Through the campaign, Godbout relentlessly repeated the formal promise : "The government will never declare military conscription.  I undertake, on my honour, weighing each of my words, to leave my party and even to fight against it, if even one French Canadian, before the end of the hostilities in Europe, is mobilized against his will under a Liberal government." Their promise would soon haunt Liberal politicians.

In the meantime though, Godbout made a spectacular comeback.  He and 69 of his candidates were sent to the legislature. Godbout formed his second government, where he would serve as Premier and as minister of Agriculture.

Under Godbout's premiership, the provincial government implemented a number of significant progressive legislations, laying the groundwork for the Quiet Revolution that would be implemented by the government of Premier Jean Lesage a couple of decades later.  In fact, the Liberal administration delivered many of the proposals made by Paul Gouin's Action libérale nationale in 1935.

While Premier of Québec, Godbout published an article entitled "Canada: Unity in Diversity" (1943) in the Council on Foreign Relations journal. He asked, "How does the dual relationship of the French Canadians make them an element of strength and order, and therefore of unity, in our joint civilization, which necessarily includes not only Canada and the British Commonwealth of Nations, but also the United States, the Latin republics of America and liberated France?"

Accomplishments
These measures include:

the enactment of the right to vote for women in 1940, despite resistance from Duplessis and the Catholic Church;
the establishment of a Civil Service Commission in 1943;
the passage of an act that enforced compulsory school attendance until the age of 14 and the introduction of free education in primary schools in 1943;
the adoption of a Labour Code that established principles governing union certification and the negotiation of collective agreements in 1944;
the nationalization of the Montreal Light, Heat & Power Company, a private corporation who had a monopoly on gas and electric light in the Montreal area, which led to the creation of Hydro-Québec in 1944.
encouragement of French culture and language

Relations with the Dominion government

Because he served during wartime and dealt with Dominion (federal) politicians who believed in a strong Dominion government, Godbout was forced to abandon a number of traditional provincial jurisdictions.  The most notable prerogatives that he surrendered to the Government of Canada include:
the opportunity to create and oversight a provincial unemployment insurance system (a nationwide program was put into action in 1940);
the power to tax the income of individuals and corporations, in exchange for a much more modest financial compensation from the federal government. (Almost simultaneously, the federal government of Australia usurped state governments' tax powers.)

--*--

WHAT TO WORK ON:
a. Edit the Godbout passage, beginning at the words "In the meantime" and stopping after "nationale in 1935.", and swap "spectacular" for "remarkable".
b. Please pick up the passage on Godbout's premiership and keep writing from the point where it stops.
The data has no connection to the Godbout passage.

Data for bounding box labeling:
--*--

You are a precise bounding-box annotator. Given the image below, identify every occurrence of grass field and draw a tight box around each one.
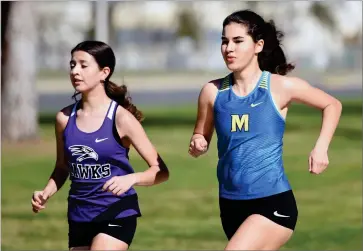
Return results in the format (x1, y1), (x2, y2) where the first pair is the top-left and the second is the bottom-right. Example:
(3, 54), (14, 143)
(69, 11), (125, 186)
(1, 100), (362, 250)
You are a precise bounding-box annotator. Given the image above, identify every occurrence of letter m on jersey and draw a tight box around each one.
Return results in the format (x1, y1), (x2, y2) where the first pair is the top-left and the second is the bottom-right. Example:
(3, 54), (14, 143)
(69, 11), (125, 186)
(231, 114), (249, 132)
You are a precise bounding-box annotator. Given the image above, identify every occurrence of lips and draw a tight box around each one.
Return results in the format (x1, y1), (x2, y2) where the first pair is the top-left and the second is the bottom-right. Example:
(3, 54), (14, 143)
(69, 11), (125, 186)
(226, 56), (236, 62)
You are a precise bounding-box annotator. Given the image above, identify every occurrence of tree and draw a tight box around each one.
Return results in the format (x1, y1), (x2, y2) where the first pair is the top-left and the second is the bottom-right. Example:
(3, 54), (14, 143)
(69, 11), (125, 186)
(1, 2), (38, 141)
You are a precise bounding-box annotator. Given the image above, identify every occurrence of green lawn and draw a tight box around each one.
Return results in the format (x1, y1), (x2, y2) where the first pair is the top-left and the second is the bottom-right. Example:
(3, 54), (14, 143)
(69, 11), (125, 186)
(1, 100), (362, 250)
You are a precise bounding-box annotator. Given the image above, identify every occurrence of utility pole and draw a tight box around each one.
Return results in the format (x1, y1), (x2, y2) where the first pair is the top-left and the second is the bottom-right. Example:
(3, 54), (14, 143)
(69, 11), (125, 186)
(93, 1), (109, 43)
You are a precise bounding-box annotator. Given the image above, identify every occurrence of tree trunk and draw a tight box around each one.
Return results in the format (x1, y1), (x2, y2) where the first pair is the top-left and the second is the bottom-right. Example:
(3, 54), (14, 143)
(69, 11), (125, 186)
(1, 2), (38, 141)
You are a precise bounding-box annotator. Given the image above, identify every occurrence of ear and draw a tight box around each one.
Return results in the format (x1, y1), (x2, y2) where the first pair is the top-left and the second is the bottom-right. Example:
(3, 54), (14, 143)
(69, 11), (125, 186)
(255, 39), (265, 54)
(101, 66), (111, 80)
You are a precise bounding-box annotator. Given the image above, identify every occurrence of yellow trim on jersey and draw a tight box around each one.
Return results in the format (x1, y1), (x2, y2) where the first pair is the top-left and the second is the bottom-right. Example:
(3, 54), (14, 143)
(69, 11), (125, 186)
(258, 71), (268, 89)
(219, 75), (229, 91)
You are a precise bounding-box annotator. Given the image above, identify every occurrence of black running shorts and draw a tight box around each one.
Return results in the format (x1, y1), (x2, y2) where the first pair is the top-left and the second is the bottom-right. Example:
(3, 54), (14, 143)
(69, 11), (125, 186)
(219, 190), (298, 239)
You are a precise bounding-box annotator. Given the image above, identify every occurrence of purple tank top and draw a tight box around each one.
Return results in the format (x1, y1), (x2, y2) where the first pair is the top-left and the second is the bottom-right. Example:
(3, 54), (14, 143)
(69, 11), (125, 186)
(64, 101), (141, 222)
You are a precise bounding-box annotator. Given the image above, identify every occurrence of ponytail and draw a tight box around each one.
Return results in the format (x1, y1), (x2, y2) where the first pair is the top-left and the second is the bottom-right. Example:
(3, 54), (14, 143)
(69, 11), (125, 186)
(72, 80), (144, 122)
(104, 80), (144, 122)
(258, 20), (295, 75)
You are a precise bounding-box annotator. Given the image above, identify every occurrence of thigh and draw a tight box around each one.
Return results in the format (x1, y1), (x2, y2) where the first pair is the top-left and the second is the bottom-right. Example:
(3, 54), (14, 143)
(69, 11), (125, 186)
(68, 221), (96, 250)
(91, 217), (137, 250)
(219, 198), (250, 240)
(225, 214), (293, 250)
(253, 190), (298, 231)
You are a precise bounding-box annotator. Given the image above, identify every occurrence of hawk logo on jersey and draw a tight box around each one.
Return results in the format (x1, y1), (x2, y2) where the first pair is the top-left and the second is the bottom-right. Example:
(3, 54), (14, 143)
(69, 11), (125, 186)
(68, 145), (98, 162)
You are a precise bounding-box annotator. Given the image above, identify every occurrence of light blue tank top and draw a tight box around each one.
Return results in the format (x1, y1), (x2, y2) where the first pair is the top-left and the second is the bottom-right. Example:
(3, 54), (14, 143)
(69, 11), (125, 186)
(214, 71), (291, 200)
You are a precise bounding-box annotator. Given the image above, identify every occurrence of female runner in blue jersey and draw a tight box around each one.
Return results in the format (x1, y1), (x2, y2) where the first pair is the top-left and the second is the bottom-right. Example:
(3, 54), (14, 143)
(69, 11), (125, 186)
(32, 41), (169, 250)
(189, 10), (342, 250)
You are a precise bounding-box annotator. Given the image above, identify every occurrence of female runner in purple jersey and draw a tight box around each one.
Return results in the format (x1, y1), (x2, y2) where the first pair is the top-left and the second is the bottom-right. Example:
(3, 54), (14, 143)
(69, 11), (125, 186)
(189, 10), (342, 250)
(32, 41), (169, 250)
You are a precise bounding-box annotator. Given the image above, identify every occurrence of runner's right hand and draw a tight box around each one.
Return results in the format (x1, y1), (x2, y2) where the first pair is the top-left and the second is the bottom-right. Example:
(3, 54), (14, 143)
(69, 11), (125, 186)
(189, 137), (208, 158)
(32, 191), (49, 213)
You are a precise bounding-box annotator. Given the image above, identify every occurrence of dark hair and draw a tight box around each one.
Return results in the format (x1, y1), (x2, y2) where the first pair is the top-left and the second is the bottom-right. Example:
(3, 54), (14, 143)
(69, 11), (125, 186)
(223, 10), (295, 75)
(71, 41), (144, 121)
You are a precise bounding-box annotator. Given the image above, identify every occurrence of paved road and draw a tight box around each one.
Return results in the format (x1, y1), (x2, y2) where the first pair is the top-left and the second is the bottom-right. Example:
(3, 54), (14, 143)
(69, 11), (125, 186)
(39, 88), (362, 112)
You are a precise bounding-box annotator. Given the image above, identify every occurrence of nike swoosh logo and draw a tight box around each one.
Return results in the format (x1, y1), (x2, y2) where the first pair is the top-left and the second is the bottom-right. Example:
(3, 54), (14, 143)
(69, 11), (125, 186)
(251, 102), (263, 107)
(274, 211), (290, 218)
(95, 138), (108, 143)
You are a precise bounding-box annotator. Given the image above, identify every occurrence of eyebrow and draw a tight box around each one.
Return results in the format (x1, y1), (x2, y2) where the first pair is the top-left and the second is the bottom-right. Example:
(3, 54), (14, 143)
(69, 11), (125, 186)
(69, 59), (88, 63)
(221, 36), (244, 39)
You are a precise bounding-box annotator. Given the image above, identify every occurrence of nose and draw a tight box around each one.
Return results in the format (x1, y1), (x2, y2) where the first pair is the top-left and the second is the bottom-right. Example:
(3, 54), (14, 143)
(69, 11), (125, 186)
(70, 65), (79, 76)
(226, 41), (234, 52)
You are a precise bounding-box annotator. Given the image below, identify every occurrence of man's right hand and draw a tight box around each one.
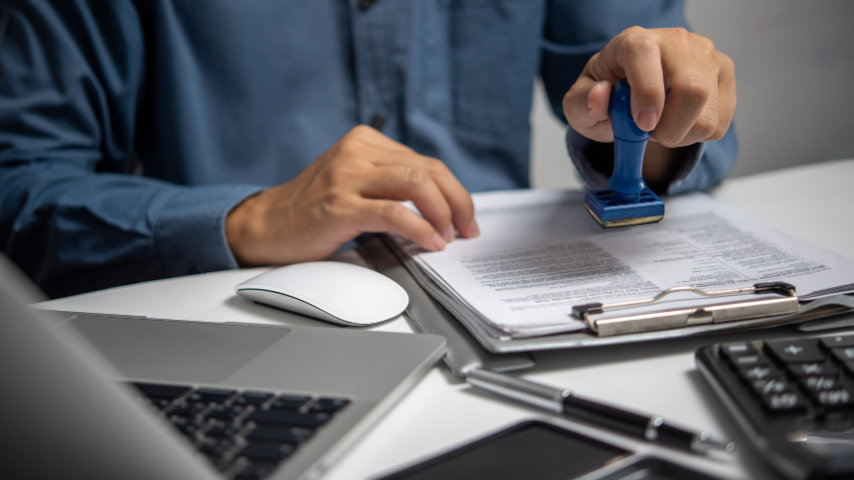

--*--

TASK-BY-TASK ANSWERS:
a.
In the meantime though, Godbout made a remarkable comeback.  He and 69 of his candidates were sent to the legislature. Godbout formed his second government, where he would serve as Premier and as minister of Agriculture.

Under Godbout's premiership, the provincial government implemented a number of significant progressive legislations, laying the groundwork for the Quiet Revolution that would be implemented by the government of Premier Jean Lesage a couple of decades later.  In fact, the Liberal administration delivered many of the proposals made by Paul Gouin's Action libérale nationale in 1935.

b.
In a 1942 plebiscite, Canadian voters were asked to release the federal government from its commitment made to the Québec voters not to declare military conscription.  While the majority of predominantly French-speaking Québec refused to support such a release, English-speakers throughout Canada mostly did support it.  Even though not that many people were forced to serve until the end of the war, the decision made by Mackenzie King to allow conscription (when both he and Godbout had specifically ruled out conscription earlier) was very unpopular in Québec.  Duplessis, whose criticism of the federal encroachments upon the constitutional autonomy of the provinces capitalized on the Québec population's general mistrust of the federal government, had a field day.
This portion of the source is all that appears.